### Stated exercise
Write out all of the data without omission, exactly as shown.

[A run of records]
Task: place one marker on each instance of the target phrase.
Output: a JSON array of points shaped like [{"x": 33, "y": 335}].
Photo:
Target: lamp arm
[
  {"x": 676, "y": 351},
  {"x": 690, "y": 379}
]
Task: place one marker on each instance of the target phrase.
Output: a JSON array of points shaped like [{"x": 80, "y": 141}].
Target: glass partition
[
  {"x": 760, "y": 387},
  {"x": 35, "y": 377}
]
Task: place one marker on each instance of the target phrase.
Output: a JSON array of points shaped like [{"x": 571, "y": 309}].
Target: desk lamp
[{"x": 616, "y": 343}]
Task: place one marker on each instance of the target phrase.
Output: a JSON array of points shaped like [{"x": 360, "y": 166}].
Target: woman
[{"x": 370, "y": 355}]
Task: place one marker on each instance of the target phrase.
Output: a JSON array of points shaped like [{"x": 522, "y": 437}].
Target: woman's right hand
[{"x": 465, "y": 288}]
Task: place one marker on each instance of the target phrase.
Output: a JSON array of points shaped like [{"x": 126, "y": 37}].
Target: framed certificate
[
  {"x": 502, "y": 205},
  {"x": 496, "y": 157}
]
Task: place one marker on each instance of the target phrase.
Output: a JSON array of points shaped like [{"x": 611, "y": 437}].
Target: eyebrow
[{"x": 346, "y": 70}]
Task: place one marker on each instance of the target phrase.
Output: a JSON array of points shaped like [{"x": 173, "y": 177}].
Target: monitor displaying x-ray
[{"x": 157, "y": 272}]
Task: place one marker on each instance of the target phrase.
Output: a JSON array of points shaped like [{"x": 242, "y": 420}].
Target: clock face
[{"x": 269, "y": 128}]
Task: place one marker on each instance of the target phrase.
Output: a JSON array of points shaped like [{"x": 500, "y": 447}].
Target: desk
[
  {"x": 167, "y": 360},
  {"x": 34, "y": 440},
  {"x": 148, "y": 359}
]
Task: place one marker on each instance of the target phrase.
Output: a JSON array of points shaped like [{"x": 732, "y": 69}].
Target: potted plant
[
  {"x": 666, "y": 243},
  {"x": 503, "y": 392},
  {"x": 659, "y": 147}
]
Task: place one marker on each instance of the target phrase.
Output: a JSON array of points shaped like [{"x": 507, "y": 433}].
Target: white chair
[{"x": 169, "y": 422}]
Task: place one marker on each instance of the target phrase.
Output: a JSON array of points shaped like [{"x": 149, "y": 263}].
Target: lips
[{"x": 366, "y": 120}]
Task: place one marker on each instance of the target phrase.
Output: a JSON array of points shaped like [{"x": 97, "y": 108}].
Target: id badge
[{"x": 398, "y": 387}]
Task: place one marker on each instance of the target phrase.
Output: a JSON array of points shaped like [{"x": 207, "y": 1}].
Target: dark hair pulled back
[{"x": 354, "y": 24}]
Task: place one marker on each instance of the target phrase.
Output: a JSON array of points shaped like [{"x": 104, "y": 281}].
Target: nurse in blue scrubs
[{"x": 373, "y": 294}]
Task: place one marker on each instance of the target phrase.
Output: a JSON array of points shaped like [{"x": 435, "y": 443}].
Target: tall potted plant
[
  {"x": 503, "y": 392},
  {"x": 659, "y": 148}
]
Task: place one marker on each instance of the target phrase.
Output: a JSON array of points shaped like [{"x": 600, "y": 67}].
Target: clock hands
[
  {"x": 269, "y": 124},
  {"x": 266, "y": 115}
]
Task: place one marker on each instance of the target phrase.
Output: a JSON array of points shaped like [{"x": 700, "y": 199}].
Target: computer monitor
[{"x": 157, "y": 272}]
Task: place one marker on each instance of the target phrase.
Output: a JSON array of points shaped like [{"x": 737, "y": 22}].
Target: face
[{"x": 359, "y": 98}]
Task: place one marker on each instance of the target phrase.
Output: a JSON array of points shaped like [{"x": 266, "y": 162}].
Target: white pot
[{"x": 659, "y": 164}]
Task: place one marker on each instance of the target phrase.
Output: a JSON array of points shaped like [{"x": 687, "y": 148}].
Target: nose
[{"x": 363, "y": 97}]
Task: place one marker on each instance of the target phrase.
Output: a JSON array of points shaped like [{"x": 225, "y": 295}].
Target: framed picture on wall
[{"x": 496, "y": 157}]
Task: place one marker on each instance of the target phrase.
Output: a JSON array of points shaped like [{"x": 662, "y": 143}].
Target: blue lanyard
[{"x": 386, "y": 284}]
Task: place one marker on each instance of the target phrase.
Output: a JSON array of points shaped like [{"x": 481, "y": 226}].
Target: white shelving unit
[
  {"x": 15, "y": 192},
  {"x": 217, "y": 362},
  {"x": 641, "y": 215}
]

### Solution for this exercise
Task: place one marker on each instance of the target phrase.
Output: a JSON array of points shaped like [{"x": 33, "y": 335}].
Photo:
Target: lamp arm
[
  {"x": 676, "y": 351},
  {"x": 690, "y": 379}
]
Task: place one marker on each instance of the target phrase.
Output: a JSON array of points shaped like [{"x": 80, "y": 141}].
Target: glass partition
[
  {"x": 760, "y": 387},
  {"x": 35, "y": 377}
]
Task: place one marker on each instance of the target phrase.
Output: a JSON array of points shaped like [{"x": 571, "y": 309}].
Target: desk lamp
[{"x": 616, "y": 343}]
Task: place one marker on each instance of the target phrase.
Output: a JSON array of points shaped like [{"x": 360, "y": 166}].
Target: woman
[{"x": 370, "y": 355}]
Task: place one marker on each instance of the target phrase.
Output: a JSON array of points shaped like [{"x": 522, "y": 437}].
Target: woman's right hand
[{"x": 465, "y": 288}]
Task: place one marker on each instance of the target phrase.
Output: a JSON array of points shaped like [{"x": 126, "y": 37}].
Target: framed certificate
[
  {"x": 502, "y": 205},
  {"x": 496, "y": 157}
]
Task: place one marker on each instance of the target phrase.
Output: a JSON array of points shaped like [{"x": 611, "y": 437}].
Target: eyebrow
[{"x": 346, "y": 70}]
Task: place one marker on each instance of the target phrase.
Output: a JSON array of points shaped like [{"x": 173, "y": 177}].
Target: monitor displaying x-ray
[{"x": 157, "y": 272}]
Task: place one marker on each instance of the target phrase.
Output: a JSON array of points shaped like [{"x": 242, "y": 420}].
Target: clock face
[{"x": 269, "y": 128}]
Task: place one marker on each instance of the target phrase.
Output: a JSON array of points shaped like [{"x": 500, "y": 447}].
Target: desk
[
  {"x": 167, "y": 360},
  {"x": 34, "y": 440},
  {"x": 148, "y": 359}
]
Task: place one marker on each instance of the target phrase.
Output: a JSON array of points shaped like [{"x": 732, "y": 69}].
Target: potted plant
[
  {"x": 666, "y": 243},
  {"x": 503, "y": 392},
  {"x": 659, "y": 147}
]
Task: place one marker on each instance of the target phrase.
Output: a JSON array of points shaped like [{"x": 507, "y": 433}].
Target: white chair
[{"x": 169, "y": 422}]
Task: place one marker on each instance of the target phrase.
Output: a JSON array of points shaped like [{"x": 149, "y": 263}].
Target: lips
[{"x": 366, "y": 120}]
Task: place one marker on each instance of the target phrase.
Output: a JSON array of points shaped like [{"x": 97, "y": 108}].
Target: id badge
[{"x": 398, "y": 387}]
Task: place one marker on each instance of the target phrase.
Output: a JSON array of points shaped like [{"x": 207, "y": 1}].
Target: dark hair pulled back
[{"x": 354, "y": 24}]
Task: place one marker on each instance of the target phrase.
Output: a JSON array of points shaped like [{"x": 104, "y": 281}].
Target: nurse in blue scrubs
[{"x": 373, "y": 294}]
Task: place one marker on each instance of the target phrase.
Output: a JSON array of points shaped like [{"x": 435, "y": 443}].
Target: tall potted plant
[
  {"x": 503, "y": 392},
  {"x": 659, "y": 148}
]
Task: place one marker on each instance of the target phrase.
Output: a JSON array of points shaped like [{"x": 600, "y": 67}].
Target: clock hands
[
  {"x": 269, "y": 124},
  {"x": 266, "y": 115}
]
Task: place one marker on each instance of the target phrase.
Output: a JSON array of points shaped like [{"x": 700, "y": 199}].
Target: computer monitor
[{"x": 157, "y": 272}]
Task: place one marker on each instance of the target phrase.
Output: a JSON array of points shaped like [{"x": 737, "y": 22}].
Target: face
[{"x": 359, "y": 98}]
Task: place one marker on each instance of the target phrase.
Output: a JSON array of points shaped like [{"x": 266, "y": 162}].
Target: white pot
[{"x": 659, "y": 164}]
Task: place one marker on each instance of the target phrase.
Output: a JSON array of points shaped like [{"x": 687, "y": 148}].
Target: nose
[{"x": 363, "y": 97}]
Task: place one marker on each instance of the target phrase.
Output: a JSON array of points shaped like [{"x": 225, "y": 295}].
Target: framed picture on wall
[{"x": 496, "y": 157}]
Task: place one marker on each instance of the target phrase.
Output: a JSON array of points shaped like [{"x": 662, "y": 143}].
Target: blue lanyard
[{"x": 386, "y": 284}]
Task: place one marker on each instance of the target phrase.
Output: a JSON array of points shaped like [{"x": 481, "y": 226}].
Target: white shelving unit
[
  {"x": 15, "y": 192},
  {"x": 217, "y": 362},
  {"x": 641, "y": 215}
]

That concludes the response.